#### Задания
1. Ответьте на вопросы по тексту упражнения.
(а) Какое звание было у начальника «шарашки»?
(б) Какими были глаза комиссара?
(в) Что, согласно опытам, является истинной причиной рака?
2. Перепечатайте фрагмент текста упражнения: он начинается со слов, в которых есть «Комиссар второго ранга», и заканчивается словами «выцветшие голубые глаза.».

#### Текст упражнения
****

Когда Лев подошел к первому, едва наметившемуся ее подтверждению, он потребовал встречи с начальником «шарашки», комиссаром второго ранга. Это было очень высокое звание.
Вот сцена этой встречи:
«Конвойный открыл дверь и приказал:
— Входи!
Комиссар второго ранга сидел за столом лицом ко мне. Седеющий, начинающий полнеть, хорошо выбритый, он смотрел на меня ленивым недовольным взглядом. Круглое лицо, безучастные, выцветшие голубые глаза.
— Я прочел ваше заявление и не могу понять, чего вы хотите… Что особенного вы сделали? Научились лечить рак?
— Я не научился лечить рак, но мои опыты показывают, что химические вещества, которые вызывают рак, на самом деле только способствуют истинной причине — вирусу — проявить свое действие подобно тому, как простуда способствует заболеванию туберкулезом. Когда будет ясна истинная причина рака, тогда легче будет найти средство для его лечения.

****

#### Данные упражнения
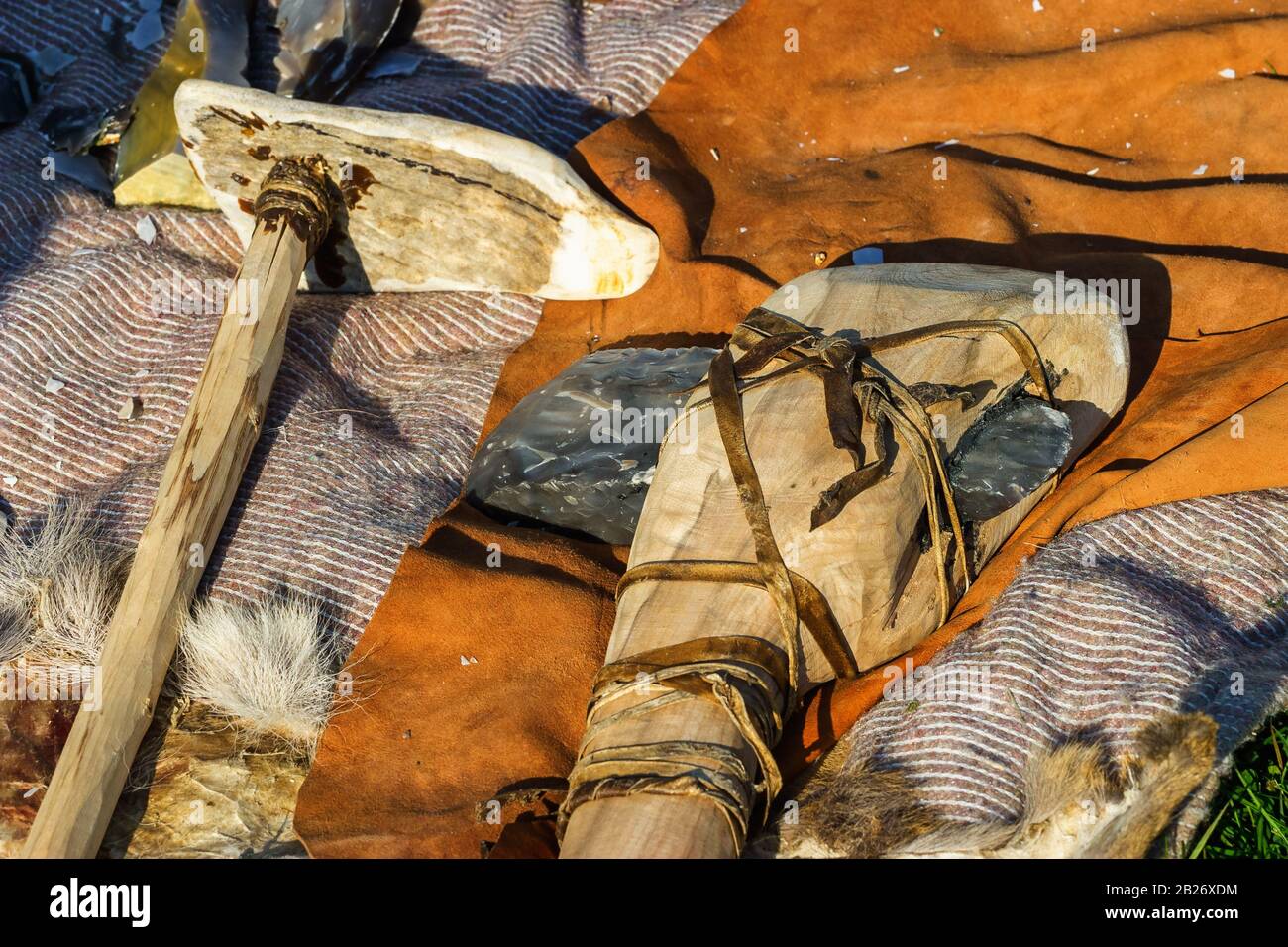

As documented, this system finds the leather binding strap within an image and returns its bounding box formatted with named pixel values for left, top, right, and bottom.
left=559, top=308, right=1052, bottom=850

****

#### Ответы
1.
(а) Комиссар второго ранга.
(б) Безучастными, выцветшими голубыми.
(в) Вирус.

2.
Комиссар второго ранга сидел за столом лицом ко мне. Седеющий, начинающий полнеть, хорошо выбритый, он смотрел на меня ленивым недовольным взглядом. Круглое лицо, безучастные, выцветшие голубые глаза.